Turn the stretch of data from the start through the line containing "pixel 64 314" into a two-column CSV with the headers text and answer. Give one row per text-and-answer pair, quote every field, and replace any line breaks with spaces.

----------------

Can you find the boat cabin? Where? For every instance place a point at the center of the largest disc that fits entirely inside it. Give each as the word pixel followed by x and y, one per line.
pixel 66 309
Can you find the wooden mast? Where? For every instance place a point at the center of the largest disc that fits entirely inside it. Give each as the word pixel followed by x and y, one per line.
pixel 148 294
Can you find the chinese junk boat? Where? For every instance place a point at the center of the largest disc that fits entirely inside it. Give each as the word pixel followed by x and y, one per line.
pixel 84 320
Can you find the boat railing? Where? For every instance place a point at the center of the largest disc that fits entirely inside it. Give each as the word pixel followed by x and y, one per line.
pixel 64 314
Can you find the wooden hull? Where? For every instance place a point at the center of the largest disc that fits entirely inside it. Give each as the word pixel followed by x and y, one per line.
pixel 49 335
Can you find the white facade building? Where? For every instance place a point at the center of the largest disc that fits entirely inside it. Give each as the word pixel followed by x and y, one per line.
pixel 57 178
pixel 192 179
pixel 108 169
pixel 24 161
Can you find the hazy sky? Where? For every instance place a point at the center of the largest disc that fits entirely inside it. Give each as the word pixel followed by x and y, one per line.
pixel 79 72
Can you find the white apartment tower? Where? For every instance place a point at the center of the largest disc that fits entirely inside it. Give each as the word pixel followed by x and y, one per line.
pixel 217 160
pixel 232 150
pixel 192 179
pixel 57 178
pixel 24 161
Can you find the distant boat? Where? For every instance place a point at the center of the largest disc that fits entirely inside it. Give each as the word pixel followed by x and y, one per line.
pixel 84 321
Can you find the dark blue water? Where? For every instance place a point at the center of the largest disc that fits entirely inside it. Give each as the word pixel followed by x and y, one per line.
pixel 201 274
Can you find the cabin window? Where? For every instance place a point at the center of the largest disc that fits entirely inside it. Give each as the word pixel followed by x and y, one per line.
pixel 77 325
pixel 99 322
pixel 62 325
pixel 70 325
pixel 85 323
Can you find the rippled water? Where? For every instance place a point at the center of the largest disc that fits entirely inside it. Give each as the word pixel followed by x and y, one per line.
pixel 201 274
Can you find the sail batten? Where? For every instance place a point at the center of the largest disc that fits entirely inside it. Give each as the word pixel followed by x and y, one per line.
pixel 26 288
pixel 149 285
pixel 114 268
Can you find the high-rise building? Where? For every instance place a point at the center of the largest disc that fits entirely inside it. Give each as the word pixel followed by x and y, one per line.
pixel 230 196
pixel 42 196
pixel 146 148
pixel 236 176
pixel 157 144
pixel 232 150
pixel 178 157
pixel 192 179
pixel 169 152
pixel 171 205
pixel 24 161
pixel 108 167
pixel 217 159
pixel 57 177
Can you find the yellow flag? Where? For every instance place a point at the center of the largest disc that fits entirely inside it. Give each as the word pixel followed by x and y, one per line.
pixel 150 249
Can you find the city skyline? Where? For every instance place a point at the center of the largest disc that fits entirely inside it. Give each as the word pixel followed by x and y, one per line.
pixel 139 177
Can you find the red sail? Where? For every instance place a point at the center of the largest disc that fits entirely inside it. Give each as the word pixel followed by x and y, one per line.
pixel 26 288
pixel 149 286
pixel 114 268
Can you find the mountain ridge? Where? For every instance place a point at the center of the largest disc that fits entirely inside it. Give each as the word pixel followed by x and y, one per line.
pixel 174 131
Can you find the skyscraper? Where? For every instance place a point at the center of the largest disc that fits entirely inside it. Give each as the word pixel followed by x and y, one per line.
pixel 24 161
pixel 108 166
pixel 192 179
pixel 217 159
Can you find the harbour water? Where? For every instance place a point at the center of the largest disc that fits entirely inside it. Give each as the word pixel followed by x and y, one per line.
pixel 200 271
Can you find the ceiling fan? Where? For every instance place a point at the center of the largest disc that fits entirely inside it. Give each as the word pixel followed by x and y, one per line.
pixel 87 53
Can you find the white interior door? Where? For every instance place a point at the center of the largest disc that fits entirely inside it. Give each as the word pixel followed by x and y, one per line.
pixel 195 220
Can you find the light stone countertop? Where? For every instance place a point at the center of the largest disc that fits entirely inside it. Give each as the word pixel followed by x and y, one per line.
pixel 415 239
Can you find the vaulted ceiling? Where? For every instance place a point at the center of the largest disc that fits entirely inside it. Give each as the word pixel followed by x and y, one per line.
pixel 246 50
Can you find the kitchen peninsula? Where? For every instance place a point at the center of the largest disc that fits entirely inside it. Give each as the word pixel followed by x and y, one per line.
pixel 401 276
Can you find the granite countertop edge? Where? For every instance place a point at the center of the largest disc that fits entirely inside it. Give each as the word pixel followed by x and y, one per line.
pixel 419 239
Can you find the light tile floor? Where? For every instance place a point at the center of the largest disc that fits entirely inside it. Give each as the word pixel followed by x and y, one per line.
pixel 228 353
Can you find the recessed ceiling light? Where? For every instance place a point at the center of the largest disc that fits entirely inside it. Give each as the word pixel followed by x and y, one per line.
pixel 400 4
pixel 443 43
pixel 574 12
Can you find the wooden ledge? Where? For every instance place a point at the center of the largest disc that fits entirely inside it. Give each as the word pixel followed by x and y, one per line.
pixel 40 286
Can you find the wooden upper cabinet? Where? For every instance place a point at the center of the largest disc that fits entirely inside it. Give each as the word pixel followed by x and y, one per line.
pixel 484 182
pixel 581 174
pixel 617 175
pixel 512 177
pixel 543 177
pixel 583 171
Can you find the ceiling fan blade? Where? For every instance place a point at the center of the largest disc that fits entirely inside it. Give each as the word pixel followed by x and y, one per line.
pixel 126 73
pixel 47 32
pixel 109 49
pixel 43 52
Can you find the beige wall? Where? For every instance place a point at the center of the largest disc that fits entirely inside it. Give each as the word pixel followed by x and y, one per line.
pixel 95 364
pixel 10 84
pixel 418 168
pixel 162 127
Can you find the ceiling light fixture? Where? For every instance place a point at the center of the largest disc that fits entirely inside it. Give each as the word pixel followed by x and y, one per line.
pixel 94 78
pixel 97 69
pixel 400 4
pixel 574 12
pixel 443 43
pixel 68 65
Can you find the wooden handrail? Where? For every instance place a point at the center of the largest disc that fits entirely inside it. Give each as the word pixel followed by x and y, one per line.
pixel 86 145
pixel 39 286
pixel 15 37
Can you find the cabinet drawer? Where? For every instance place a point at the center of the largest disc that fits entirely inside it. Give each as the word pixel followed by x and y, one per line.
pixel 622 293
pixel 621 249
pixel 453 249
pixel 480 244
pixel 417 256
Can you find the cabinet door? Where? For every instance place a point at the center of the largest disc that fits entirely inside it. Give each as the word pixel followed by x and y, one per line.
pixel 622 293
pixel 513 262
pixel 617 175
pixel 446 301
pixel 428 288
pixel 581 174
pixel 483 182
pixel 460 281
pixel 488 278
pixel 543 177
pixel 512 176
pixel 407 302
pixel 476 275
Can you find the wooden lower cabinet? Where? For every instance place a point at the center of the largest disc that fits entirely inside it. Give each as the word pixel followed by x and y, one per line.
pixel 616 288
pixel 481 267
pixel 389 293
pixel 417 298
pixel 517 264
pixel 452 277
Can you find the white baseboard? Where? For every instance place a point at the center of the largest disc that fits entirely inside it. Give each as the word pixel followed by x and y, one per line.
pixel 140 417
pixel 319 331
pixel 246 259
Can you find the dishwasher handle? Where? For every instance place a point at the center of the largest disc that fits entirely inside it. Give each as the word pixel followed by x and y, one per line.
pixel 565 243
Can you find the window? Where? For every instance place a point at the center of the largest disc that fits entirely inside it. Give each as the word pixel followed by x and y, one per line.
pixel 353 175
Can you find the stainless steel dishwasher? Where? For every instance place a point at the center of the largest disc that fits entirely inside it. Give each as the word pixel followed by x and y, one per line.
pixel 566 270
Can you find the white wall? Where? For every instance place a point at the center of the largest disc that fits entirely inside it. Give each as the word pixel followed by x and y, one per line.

----------------

__Task output__.
text,answer
"Can you find the boat cabin? Where? For every instance place a point at the center of the largest disc that fits entirely inside it. Give each as the word pixel followed by x and y, one per line.","pixel 66 309"
"Can you find the wooden mast? Where? For every instance place a point at the center of the largest disc that fits entirely inside it. Give each as the word pixel followed by x and y, one per line.","pixel 148 294"
"Can you find the chinese junk boat? Where? For every instance place a point at the center of the largest disc that fits entirely inside it. Give each as the word pixel followed by x and y, one per line.","pixel 84 320"
"Can you find the boat railing? Where? For every instance place a point at the center of the largest disc that fits entirely inside it. Give each as the word pixel followed by x and y, one per line.","pixel 64 314"